Given records below:

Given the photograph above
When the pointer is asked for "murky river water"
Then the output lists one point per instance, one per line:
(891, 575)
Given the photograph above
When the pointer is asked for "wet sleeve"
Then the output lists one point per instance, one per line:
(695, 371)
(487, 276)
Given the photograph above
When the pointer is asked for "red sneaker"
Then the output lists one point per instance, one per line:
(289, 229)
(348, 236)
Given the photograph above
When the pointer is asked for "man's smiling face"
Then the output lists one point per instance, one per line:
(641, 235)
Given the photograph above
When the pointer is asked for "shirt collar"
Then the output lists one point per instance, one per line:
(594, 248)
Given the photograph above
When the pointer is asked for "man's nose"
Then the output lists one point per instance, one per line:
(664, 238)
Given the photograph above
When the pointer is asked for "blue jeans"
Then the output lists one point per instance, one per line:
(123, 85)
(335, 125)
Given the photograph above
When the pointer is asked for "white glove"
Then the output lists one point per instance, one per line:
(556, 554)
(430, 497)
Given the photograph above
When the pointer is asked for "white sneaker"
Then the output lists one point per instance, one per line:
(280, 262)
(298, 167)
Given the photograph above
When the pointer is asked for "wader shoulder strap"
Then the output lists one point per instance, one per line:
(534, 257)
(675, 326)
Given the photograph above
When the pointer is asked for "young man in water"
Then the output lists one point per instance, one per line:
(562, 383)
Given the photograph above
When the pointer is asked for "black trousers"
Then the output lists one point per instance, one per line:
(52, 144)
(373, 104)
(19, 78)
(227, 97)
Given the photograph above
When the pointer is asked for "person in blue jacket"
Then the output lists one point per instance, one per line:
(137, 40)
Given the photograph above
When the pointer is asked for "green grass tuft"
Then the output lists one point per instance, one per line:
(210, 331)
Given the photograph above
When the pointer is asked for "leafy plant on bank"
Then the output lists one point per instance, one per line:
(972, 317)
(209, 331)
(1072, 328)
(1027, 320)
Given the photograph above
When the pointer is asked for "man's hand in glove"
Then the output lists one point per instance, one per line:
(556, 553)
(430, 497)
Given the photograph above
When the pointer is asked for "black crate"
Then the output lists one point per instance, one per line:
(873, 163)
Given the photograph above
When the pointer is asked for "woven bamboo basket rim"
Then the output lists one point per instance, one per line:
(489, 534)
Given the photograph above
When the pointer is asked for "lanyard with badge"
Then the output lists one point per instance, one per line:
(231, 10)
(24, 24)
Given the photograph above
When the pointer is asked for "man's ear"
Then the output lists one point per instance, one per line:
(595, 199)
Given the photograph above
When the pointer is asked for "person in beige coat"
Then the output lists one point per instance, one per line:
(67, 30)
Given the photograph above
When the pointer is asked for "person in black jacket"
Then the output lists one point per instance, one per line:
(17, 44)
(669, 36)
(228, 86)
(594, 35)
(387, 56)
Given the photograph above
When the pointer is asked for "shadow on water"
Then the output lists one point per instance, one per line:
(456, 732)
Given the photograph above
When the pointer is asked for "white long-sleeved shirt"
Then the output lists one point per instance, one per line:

End of Given records.

- Work item: A count is needed of the lines above that hold the word "sneaker"; give that count and no other text.

- Answer section: 2